**Problem statement**
Within these entries, which lines include the string "vegetation"? Copy each one.

*** Opening Given records ***

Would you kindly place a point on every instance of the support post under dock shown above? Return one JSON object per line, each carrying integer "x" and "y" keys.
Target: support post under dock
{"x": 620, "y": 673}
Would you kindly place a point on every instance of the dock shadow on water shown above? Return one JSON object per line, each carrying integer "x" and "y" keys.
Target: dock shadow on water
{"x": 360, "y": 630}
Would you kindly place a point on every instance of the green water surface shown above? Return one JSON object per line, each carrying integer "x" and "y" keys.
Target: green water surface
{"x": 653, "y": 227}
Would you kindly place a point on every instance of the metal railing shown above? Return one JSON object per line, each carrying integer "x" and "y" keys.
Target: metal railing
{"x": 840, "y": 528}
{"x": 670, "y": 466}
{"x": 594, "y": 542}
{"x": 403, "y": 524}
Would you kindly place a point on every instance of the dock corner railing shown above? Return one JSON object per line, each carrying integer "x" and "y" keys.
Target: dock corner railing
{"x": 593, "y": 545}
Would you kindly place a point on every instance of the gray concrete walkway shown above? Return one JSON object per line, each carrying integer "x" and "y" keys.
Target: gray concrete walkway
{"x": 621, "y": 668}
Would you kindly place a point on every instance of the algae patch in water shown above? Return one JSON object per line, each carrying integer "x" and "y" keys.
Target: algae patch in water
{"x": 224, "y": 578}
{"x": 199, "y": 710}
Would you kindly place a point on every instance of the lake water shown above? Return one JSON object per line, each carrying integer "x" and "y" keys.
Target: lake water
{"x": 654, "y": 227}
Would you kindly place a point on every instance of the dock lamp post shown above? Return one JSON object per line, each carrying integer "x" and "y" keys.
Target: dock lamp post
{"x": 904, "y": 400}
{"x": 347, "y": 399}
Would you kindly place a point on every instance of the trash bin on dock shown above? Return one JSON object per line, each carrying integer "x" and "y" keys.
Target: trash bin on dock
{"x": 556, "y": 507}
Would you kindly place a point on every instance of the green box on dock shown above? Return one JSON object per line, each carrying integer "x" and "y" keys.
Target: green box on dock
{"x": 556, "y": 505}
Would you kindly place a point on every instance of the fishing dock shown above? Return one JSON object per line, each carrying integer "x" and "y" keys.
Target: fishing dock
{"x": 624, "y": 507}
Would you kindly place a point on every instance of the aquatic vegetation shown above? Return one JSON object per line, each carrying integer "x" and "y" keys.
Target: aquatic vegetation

*** Closing Given records ***

**Finished task**
Would you kindly place a point on every instance of the aquatic vegetation shown above? Return one JSON object per line, each carrying integer "x" and "y" keys.
Target: aquatic vegetation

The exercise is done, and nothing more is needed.